- _Gezeigter Textauszug_:
---

Das Wort, das beide verbindet, ist : Hamas.
Die Shalit-Familie fordert nach vier Jahren Gefangenschaft die
Entlassung ihres Sohnes, des Stabsfeldwebel Gilad. Zu diesem Zweck
sind sie zu Fuß unter glühender Sonne 200km von ihrem Haus in
Galiläa an der Spitze von Zehntausenden nach Jerusalem gelaufen. Das
ist eine populäre Bewegung fast ohne Präzedenzfall in Israel:
Menschen von der Linken und der Rechten marschierten zusammen mit
gewöhnlichen Leuten, die nur von der Sorge um den jungen Mann
berührt waren. Die geläufige Forderung ging an den
Ministerpräsidenten Binyamin Netanyahu, mit dem Vorschlag des
Gefangenenaustausches der Hamas einverstanden zu sein.

---

- _Bereitgestellte Daten_:

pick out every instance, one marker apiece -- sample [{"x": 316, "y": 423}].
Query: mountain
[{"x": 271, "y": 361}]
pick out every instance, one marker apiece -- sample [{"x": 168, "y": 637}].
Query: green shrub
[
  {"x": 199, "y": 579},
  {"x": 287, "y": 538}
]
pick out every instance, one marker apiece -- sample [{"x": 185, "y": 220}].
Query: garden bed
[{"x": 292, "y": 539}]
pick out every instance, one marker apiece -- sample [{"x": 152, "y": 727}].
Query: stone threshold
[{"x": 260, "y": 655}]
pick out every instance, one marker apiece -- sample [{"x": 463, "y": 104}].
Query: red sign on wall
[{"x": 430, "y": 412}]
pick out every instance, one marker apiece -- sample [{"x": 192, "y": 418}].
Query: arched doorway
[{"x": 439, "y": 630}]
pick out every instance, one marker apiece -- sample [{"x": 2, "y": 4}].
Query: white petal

---

- _Arbeitsanweisungen_:
A – Welche Ortsnamen kommen im Text über den Marsch der Familie Shalit vor? Zähle sie alle auf.
B – Führe den Text über den Marsch der Familie Shalit nach seinem letzten Satz weiter.

- _Gelöste Aufgaben_:
A – Galiläa, Jerusalem, Israel

B –
Die drei palästinensischen Mitglieder des Parlamentes protestierten
gegen die Order, die Stadt zu verlassen, in der ihre Vorfahren
vielleicht Tausende von Jahren lebten. Ihre Schuld ist, sie waren
als Hamaskandidaten ins palästinensische Parlament gewählt worden –
bei demokratischen Wahlen, deren Fairness von Ex-Präsident Jimmy
Carter und seinem Team bestätigt worden war.
Ost-Jerusalem wurde tatsächlich offiziell von Israel „annektiert“,
aber nach den Oslo-Abkommen haben seine Bewohner das Recht, an den
Wahlen zum palästinensischen „Legislativrat“ teilzunehmen. Hamas
gewann die letzten Wahlen.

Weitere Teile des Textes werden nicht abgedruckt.